Date: Wed, 9 Jul 1997 10:21:17 +0300 (IDT)
From: Eli Zaretskii <eliz AT is DOT elta DOT co DOT il>
To: Giovanni Resta <resta AT imc DOT pi DOT cnr DOT it>
cc: djgpp AT delorie DOT com
Subject: Re: void main ?
In-Reply-To: <resta-0707971133390001@mac-resta.imc.pi.cnr.it>
Message-ID: <Pine.SUN.3.91.970709101855.16266A-100000@is>
MIME-Version: 1.0

On Mon, 7 Jul 1997, Giovanni Resta wrote:

> This self-centered preamble just to stress that when I say that in the past 5
> years I used void main(), I mean that (1) now I use int main(), (2) 
> I completely agree that void main() is not correct with respect to ANSI/ISO
> standard, but that (3) I just wonder If anybody come out with an 
> actual example of an error caused (directly of indirectly) by void main().

IMHO, using ``void main()'' is playing with fire.  It's not a question
of specific examples, it's just good engineering.
_ _ _
WRITTEN EXERCISE:
List the name of every header field at the top of the email above.
_ _ _
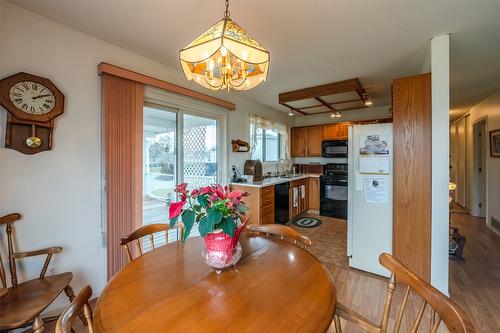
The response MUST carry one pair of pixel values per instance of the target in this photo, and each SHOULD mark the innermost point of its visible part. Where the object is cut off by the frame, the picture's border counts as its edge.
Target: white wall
(489, 108)
(440, 67)
(59, 192)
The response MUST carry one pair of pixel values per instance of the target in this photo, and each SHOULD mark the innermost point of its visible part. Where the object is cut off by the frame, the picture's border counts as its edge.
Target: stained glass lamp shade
(225, 57)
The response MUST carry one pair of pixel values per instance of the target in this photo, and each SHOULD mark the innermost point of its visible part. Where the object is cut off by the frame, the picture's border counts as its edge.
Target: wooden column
(123, 116)
(412, 111)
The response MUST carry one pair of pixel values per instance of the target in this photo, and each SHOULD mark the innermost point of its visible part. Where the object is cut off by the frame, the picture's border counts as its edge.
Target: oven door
(333, 196)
_ _ _
OUTPUT OF THE TASK:
Date, From, To, cc, Subject, In-Reply-To, Message-ID, MIME-Version